[Saved entries]
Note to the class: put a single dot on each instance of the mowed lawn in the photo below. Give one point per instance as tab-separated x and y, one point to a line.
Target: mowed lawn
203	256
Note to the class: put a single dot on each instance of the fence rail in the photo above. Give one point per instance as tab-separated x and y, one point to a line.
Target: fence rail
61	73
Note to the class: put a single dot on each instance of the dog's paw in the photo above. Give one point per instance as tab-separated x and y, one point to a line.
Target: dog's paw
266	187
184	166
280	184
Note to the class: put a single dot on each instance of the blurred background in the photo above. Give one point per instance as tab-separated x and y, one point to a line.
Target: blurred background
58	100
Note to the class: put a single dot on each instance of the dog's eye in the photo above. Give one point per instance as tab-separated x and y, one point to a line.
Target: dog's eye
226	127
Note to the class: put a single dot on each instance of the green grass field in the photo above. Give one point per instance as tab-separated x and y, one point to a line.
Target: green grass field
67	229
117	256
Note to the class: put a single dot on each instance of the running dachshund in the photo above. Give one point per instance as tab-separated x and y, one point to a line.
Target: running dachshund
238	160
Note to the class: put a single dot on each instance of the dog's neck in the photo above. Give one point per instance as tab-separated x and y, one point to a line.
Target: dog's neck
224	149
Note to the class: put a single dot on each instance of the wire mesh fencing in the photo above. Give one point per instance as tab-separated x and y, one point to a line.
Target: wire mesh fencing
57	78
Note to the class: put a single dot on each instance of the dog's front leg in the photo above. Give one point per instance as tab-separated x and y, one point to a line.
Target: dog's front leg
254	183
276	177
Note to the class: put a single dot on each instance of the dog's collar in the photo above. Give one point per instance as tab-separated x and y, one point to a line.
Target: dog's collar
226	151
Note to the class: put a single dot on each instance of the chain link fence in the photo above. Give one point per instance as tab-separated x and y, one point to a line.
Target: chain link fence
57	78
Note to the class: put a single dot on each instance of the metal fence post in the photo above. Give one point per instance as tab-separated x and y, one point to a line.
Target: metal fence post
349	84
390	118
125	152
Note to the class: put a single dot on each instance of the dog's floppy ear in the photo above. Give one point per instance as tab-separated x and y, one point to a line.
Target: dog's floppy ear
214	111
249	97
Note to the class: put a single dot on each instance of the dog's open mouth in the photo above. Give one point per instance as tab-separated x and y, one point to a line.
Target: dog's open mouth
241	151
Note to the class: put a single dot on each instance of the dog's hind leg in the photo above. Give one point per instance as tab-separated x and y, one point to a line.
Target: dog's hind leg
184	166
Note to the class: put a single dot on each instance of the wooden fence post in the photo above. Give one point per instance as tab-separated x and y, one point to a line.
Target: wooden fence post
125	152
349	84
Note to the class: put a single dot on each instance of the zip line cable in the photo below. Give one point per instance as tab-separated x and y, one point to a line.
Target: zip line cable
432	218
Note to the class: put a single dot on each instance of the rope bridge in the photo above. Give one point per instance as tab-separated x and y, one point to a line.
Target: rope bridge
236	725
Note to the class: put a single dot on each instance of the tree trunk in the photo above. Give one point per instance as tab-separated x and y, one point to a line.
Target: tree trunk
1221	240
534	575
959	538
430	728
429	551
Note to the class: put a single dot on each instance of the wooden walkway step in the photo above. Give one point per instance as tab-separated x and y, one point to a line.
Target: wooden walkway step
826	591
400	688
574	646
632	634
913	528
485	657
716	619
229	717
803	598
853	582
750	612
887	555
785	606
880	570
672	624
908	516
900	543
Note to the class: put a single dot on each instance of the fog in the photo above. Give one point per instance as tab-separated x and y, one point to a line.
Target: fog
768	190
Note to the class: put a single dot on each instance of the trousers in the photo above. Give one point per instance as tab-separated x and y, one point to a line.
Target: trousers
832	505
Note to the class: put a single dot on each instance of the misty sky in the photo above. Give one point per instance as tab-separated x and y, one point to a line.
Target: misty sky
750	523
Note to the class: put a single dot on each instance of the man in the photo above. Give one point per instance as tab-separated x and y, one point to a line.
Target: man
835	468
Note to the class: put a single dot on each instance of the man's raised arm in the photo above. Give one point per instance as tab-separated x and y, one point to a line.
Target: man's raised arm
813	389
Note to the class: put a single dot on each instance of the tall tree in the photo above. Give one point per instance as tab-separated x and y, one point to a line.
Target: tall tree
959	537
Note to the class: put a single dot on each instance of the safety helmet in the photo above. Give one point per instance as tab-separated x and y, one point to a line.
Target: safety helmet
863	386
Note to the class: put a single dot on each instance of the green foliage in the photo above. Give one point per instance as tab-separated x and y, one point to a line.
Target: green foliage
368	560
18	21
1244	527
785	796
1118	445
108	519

**What to work on**
A faithful copy is required of the lines from the one with "the green foliage" through the last line of the data; please add nothing.

**Written response**
Note to the class: put a single dot on each instance of the green foliage in the photo above. Give one point per instance as tab-separated x and y, one point to a line.
Target: green foliage
368	560
18	21
1244	527
785	796
1118	445
108	519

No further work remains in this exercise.